> [Work instructions]:
Reproduce the records below in full and exactly, without their images.

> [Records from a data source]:
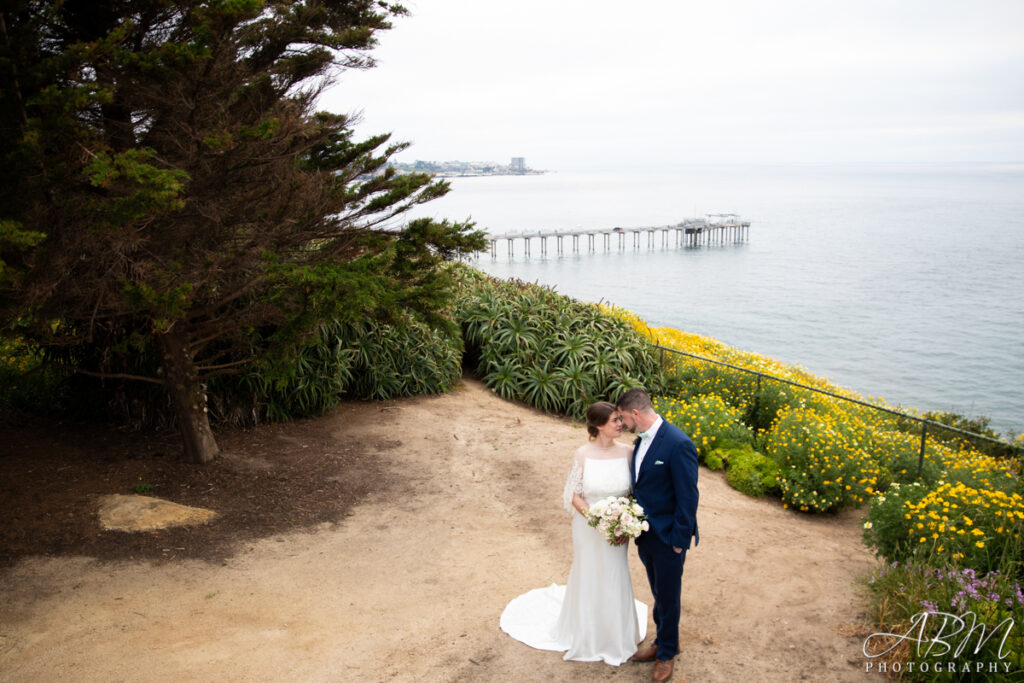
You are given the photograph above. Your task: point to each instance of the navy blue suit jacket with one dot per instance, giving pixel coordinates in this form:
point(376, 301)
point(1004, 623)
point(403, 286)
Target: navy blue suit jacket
point(667, 485)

> [Response]:
You are given the photograph above. Your task: point to each instance of the navy blue suit jacket with one dot per instance, giving pixel coordinates in this form:
point(376, 301)
point(1004, 623)
point(403, 286)
Target: navy blue suit jacket
point(667, 485)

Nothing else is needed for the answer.